* Set task
Copy all the items below, replacing each "tag every instance with a pin" with "mark each occurrence with a point" and leaving everything else unchanged.

• • •

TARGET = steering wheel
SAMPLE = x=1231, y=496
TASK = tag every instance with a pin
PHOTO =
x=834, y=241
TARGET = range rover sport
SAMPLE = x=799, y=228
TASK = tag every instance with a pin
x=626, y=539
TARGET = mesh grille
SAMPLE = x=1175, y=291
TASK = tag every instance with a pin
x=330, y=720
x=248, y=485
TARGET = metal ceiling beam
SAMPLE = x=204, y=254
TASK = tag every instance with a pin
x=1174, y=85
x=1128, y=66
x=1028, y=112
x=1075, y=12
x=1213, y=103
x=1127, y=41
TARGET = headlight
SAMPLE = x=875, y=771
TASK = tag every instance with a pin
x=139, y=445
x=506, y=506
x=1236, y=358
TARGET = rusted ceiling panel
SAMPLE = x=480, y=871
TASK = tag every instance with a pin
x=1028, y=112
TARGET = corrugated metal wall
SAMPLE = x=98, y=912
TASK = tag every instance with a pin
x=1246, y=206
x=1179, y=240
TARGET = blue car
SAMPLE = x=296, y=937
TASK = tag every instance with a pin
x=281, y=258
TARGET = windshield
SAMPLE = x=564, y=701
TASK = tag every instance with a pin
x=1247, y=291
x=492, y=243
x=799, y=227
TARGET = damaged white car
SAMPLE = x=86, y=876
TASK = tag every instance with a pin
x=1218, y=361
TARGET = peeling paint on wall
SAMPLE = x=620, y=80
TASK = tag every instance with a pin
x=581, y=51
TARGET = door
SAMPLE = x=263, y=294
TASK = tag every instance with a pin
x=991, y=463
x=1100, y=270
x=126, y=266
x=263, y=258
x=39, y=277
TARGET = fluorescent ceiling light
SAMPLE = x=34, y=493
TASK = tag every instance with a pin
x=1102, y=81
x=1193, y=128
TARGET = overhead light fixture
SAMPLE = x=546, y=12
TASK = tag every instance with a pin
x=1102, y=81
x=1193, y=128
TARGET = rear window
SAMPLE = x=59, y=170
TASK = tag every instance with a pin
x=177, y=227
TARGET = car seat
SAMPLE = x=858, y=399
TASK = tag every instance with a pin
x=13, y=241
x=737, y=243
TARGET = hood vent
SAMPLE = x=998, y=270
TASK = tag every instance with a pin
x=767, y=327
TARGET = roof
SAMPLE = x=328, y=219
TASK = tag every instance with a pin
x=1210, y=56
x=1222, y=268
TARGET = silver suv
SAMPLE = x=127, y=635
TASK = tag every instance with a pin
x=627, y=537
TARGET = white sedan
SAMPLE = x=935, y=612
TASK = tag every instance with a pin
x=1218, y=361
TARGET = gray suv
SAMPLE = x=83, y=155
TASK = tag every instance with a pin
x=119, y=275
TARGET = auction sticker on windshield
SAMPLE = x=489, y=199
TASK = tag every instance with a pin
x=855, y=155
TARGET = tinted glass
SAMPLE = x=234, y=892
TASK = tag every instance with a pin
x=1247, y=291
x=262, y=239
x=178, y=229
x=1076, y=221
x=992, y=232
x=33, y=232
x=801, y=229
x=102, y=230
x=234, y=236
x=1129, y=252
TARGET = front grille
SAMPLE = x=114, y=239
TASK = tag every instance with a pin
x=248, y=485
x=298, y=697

• • •

* In response
TARGET = steering wheel
SAMPLE = x=1231, y=496
TASK = mark each occurrence with a point
PHOTO =
x=834, y=241
TARGET = range rover sport
SAMPLE = x=799, y=228
TASK = mark each occurrence with a point
x=626, y=539
TARGET = mesh grille
SAMPLE = x=1175, y=291
TASK = mark each occurrence with a point
x=330, y=720
x=248, y=485
TARGET = metal ceiling beam
SAMPLE = x=204, y=254
TASK = mark each occurrence with a point
x=1174, y=85
x=1128, y=66
x=1028, y=112
x=1075, y=12
x=1213, y=103
x=1127, y=41
TARGET = headlight
SAMPLE = x=875, y=771
TASK = mark each occurrence with a point
x=139, y=445
x=506, y=506
x=1236, y=358
TARGET = rusted ceiling panel
SAMPLE = x=480, y=871
TASK = mark each occurrence with a point
x=1028, y=112
TARGET = corrugated metal wall
SAMPLE = x=98, y=912
TASK = mark each occurrence with a point
x=1246, y=206
x=1179, y=240
TARGET = blue car
SAMPLE = x=296, y=937
TASK = mark each occurrence with a point
x=281, y=258
TARGET = windshield
SAMPLE = x=564, y=701
TASK = mark each occurrence with a point
x=1247, y=291
x=492, y=243
x=799, y=227
TARGET = damaged white car
SAMPLE = x=86, y=876
TASK = mark each occurrence with a point
x=1218, y=361
TARGET = peeling paint on wall
SAMPLE = x=620, y=80
TASK = mark each occurrence with a point
x=581, y=51
TARGET = door
SAMPLE = x=263, y=294
TASK = mark each occurrence with a point
x=991, y=463
x=1100, y=270
x=126, y=266
x=263, y=258
x=39, y=277
TARGET = fluorescent ceiling light
SAMPLE = x=34, y=493
TASK = mark each occurrence with a point
x=1102, y=81
x=1193, y=128
TARGET = overhead light fixture
SAMPLE = x=546, y=12
TASK = mark each occurrence with a point
x=1102, y=81
x=1193, y=128
TARGET = rear window
SAMPLE = x=59, y=170
TASK = mark each occurrence with a point
x=177, y=227
TARGET = car seat
SAMPLE = x=858, y=399
TASK = mark each occurrence with a point
x=13, y=241
x=737, y=243
TARGET = hood vent
SAMPLE = x=998, y=270
TASK = mark each occurrence with a point
x=767, y=327
TARGET = roof
SAMPLE = x=328, y=219
TASK = mark each occurrence with a point
x=1210, y=56
x=1222, y=268
TARGET = silver suv
SAMPLE = x=127, y=635
TASK = mark each occurrence with a point
x=627, y=537
TARGET = white sedan
SAMPLE = x=935, y=612
TASK = mark each occurrence with a point
x=1218, y=361
TARGET = gray suv
SAMPLE = x=83, y=155
TASK = mark each occurrence with a point
x=119, y=275
TARGET = auction sticker on windshield
SAMPLE = x=489, y=199
TASK = mark each occurrence with a point
x=855, y=155
TARGET = tinted glass
SAMPLE = x=234, y=892
TASK = mark each occurrence with a point
x=1247, y=291
x=262, y=239
x=178, y=229
x=1076, y=221
x=992, y=232
x=33, y=232
x=801, y=229
x=102, y=230
x=234, y=236
x=1129, y=252
TARGET = front grille
SAMPLE = x=114, y=239
TASK = mark each occurrence with a point
x=248, y=485
x=298, y=697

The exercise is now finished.